Excerpt to read:
═══
Imperial units

Hi there :)

I am again working on example from book and something does not add-up literally ;) i think.... I don't know imperial units to well but as far as I understand
in 1 feet there is 12 inches.

in example from book I have this code

  // ReturningStructureVariables.cpp : Defines the entry point for the console application.
//

#include <iostream>
struct distance
{
	int feet;
	double inches;
};

distance addEngl(distance, distance);
void englDisp(distance);

int main()
{
	distance d1, d2, d3;	// define 3 lenghts
							//get lenght from user
	std::cout << "1st user Enter feet: ";
	std::cin >> d1.feet;
	std::cout << "1st user Enter inches: ";
	std::cin >> d1.inches;
	//same for 2nd user

	std::cout << "2nd user Enter feet: ";
	std::cin >> d2.feet;
	std::cout << "2nd user Enter inches: ";
	std::cin >> d2.inches;

	d3 = addEngl(d1, d2); //d3 is sum of d1 and d2
	std::cout << std::endl;
	englDisp(d1); //display all lenghts
	std::cout << " + ";
	englDisp(d2);
	std::cout << " = ";
	englDisp(d3);
	std::cout << std::endl;

	system("pause");
    return 0;
}
// addEngl()
// adds two structures of tyep Distance, returns sum

distance addEngl(distance dd1, distance dd2)
{
	distance dd3; // define a new structure for sum

	dd3.inches = dd1.inches + dd2.inches; // add the inches
	dd3.feet = 0; // for possible carry (i think if inches go over size 12 then it will be converted to 1 feet for each 12 inches
	if (dd3.inches >= 12.0) //if inches >= 12.0,
	{
		dd3.inches -= 12.0; // decrease inches by 12.0 and increase
		dd3.feet++; // feet by 1
	}
	dd3.feet += dd1.feet + dd2.feet; // add the feet dd3.feet = dd3.fett + dd1.feet + dd2.feet;
	return dd3;
}
//englDisp()
═══
Data extract:

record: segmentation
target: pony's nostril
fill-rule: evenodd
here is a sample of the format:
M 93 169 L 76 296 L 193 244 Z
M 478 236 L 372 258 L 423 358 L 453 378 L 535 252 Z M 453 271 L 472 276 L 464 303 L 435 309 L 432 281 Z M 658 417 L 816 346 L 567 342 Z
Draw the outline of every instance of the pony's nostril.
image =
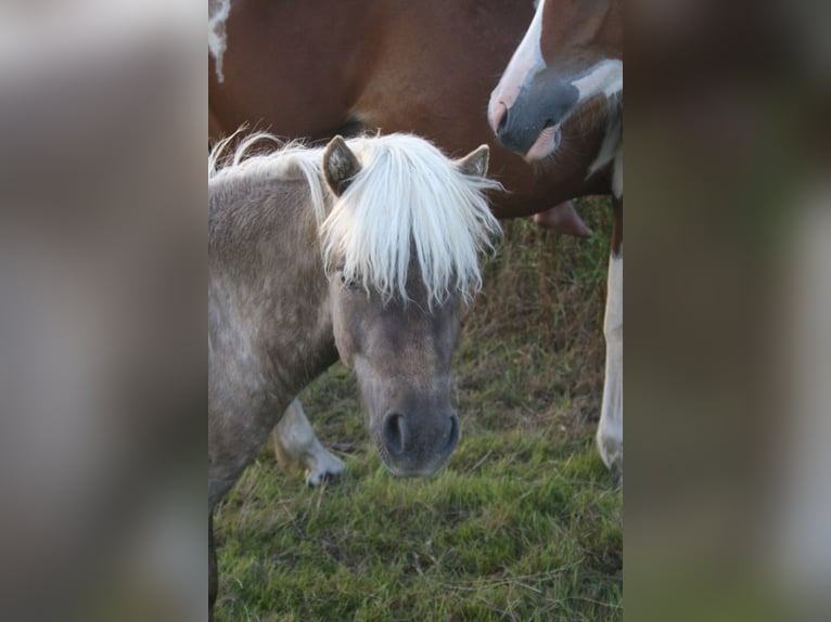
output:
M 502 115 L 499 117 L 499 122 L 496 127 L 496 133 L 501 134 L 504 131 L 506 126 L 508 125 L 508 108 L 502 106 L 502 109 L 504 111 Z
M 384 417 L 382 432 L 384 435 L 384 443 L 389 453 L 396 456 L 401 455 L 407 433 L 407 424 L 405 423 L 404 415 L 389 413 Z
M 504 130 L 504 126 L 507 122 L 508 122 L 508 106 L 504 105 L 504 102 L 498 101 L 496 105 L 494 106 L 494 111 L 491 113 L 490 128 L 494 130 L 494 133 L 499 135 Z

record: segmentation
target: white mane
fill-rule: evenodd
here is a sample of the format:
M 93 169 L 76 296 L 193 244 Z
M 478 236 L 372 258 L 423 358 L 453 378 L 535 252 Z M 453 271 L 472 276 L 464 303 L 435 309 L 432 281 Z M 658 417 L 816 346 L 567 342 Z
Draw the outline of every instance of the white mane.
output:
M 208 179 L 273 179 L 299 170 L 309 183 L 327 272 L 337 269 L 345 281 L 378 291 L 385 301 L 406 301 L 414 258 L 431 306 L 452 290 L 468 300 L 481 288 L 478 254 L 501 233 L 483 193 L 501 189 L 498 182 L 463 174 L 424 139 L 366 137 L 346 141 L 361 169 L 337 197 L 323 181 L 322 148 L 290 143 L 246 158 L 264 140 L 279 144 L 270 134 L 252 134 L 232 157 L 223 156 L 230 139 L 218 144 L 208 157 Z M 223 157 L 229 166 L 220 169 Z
═══
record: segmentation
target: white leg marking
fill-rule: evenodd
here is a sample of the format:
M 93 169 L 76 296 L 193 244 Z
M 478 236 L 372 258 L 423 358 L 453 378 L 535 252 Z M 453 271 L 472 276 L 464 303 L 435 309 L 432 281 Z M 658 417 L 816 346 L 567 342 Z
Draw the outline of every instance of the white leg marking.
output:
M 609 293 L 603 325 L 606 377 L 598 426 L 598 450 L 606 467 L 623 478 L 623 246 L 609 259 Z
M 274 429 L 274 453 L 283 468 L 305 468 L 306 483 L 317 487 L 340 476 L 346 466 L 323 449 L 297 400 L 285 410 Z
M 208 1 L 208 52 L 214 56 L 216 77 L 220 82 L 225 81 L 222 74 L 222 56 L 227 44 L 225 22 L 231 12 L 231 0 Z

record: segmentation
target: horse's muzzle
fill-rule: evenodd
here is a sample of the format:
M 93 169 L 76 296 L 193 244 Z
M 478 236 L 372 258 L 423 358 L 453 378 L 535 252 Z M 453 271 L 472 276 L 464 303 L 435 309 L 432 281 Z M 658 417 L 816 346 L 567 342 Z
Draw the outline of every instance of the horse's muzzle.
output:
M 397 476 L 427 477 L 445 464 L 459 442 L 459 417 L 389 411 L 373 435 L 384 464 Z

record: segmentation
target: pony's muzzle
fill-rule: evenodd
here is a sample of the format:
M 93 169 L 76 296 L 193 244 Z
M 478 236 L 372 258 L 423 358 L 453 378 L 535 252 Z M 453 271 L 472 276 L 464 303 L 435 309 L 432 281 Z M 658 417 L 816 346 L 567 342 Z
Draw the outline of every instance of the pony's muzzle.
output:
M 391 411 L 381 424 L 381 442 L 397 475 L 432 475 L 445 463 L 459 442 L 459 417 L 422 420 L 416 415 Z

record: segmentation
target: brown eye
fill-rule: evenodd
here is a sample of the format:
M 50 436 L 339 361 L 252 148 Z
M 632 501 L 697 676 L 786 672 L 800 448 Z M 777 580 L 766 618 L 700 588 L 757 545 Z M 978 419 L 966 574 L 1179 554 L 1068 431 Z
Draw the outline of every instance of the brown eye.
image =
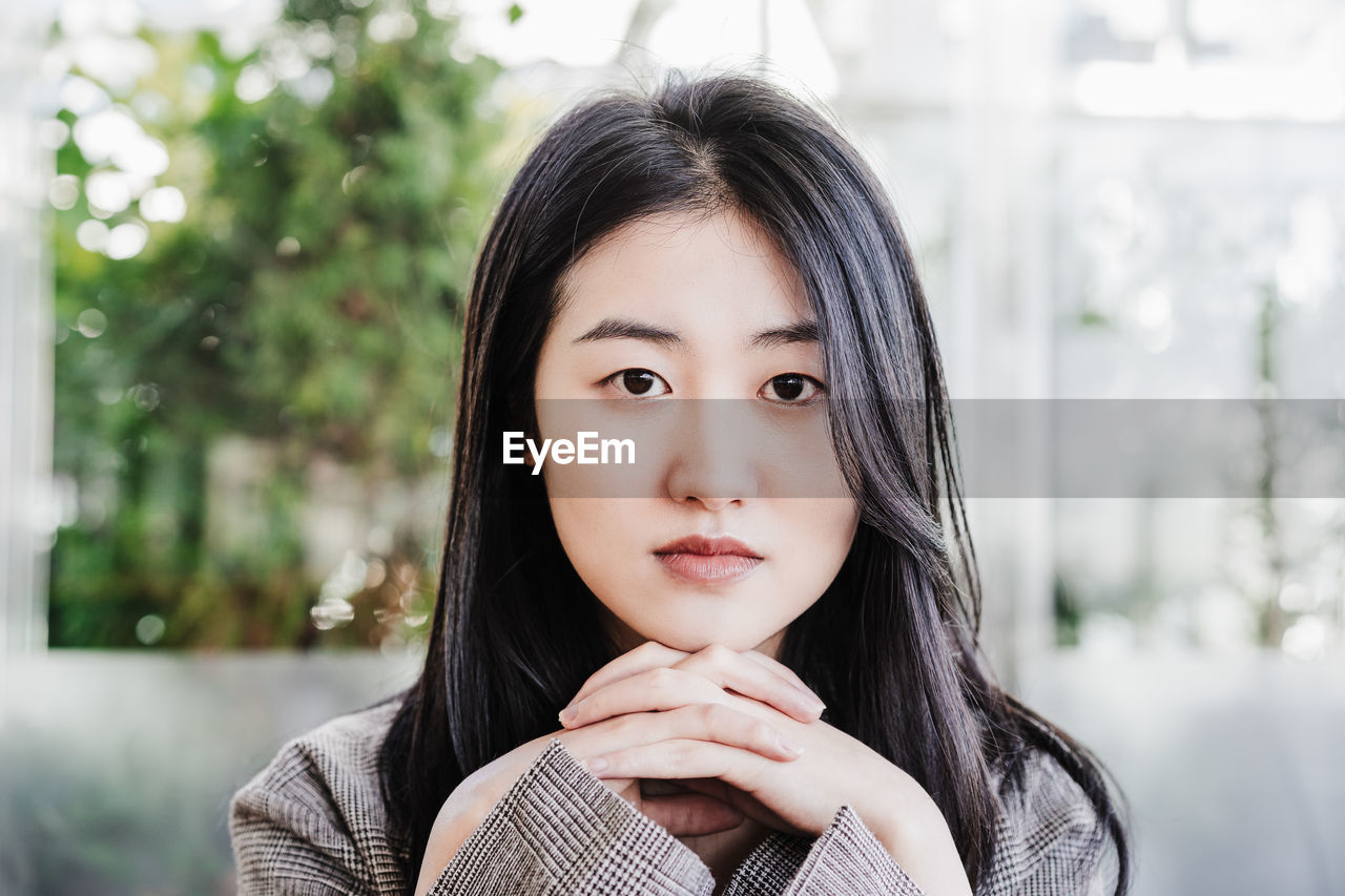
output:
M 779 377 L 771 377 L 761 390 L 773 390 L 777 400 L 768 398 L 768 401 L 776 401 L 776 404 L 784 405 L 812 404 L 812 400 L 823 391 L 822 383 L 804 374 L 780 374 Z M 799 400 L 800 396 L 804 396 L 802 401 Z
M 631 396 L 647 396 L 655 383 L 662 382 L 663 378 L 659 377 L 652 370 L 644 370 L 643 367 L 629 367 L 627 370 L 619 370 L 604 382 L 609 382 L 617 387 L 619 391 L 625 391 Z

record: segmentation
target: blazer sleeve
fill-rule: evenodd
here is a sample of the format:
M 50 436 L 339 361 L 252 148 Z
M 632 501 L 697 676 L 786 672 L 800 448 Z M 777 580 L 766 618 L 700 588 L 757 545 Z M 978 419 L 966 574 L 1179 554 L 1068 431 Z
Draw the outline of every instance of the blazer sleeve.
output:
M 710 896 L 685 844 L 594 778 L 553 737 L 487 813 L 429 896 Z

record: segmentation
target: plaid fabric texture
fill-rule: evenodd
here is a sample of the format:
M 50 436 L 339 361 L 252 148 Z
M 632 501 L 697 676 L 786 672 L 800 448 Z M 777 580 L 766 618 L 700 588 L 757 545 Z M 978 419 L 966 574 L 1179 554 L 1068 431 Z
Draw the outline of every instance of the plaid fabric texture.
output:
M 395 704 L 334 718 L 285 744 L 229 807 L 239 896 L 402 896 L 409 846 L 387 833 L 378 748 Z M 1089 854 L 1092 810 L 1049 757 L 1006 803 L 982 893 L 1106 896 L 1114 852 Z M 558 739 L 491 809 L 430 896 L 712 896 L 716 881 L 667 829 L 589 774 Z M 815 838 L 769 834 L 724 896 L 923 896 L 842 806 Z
═══
Exercise 1:
Say whether each statement below agrees with the imperial units post, answering yes or no and quoting the deciding words of the post. (a) The distance structure stores feet as a whole-number type and inches as a floating-point type. (b) The program asks each user for inches before asking for feet. (c) When the summed inches reach 12.0 or more, addEngl takes 12.0 away from the inches and adds one to the feet.
Exercise 2:
In one to three sentences, explain why addEngl in the imperial units post sets dd3.feet to 0 before it checks the inches.
Exercise 3:
Continue the imperial units post from the point where it stops.

Exercise answer 1:
(a) Yes: "int feet;" and "double inches;"
(b) No: "1st user Enter feet: " is printed before "1st user Enter inches: ", and "2nd user Enter feet: " is printed before "2nd user Enter inches: ".
(c) Yes: "dd3.inches -= 12.0; // decrease inches by 12.0 and increase" and "dd3.feet++; // feet by 1"

Exercise answer 2:
According to the comment on that line, dd3.feet starts at 0 "for possible carry." The writer's explanation is that if the inches go over 12, each 12 inches is converted to 1 foot.

Exercise answer 3:
// display structures of type Distance in feet and inches
void englDisp(distance dd)
{
	std::cout << dd.feet << "\' - " << dd.inches << "\" ";
}

however, when I add 23 feet plus 12 inches and for second user 23 feet and 13 inches I am getting result
47 Feet and 13 inches. Should that be 48 Feet and 1 inch????

thanks :)

jlb (4973)

Look at this snippet:

if (dd3.inches >= 12.0) //if inches >= 12.0,
	{
		dd3.inches -= 12.0; // decrease inches by 12.0 and increase
		dd3.feet++; // feet by 1
	}

Remember you have dd3.inches == 25 at this point.

Perhaps you meant to use a while statement here instead?

jonnin (11333)

google can convert for you but really fast, since I was born using imperial...

12 inches is 1 foot. therefore 23 feet + 12 inches = 24 feet.
also, 1 inch is 2.54 cm exact, if you need to go metric later.
a yard is 3 feet, may also be useful to know.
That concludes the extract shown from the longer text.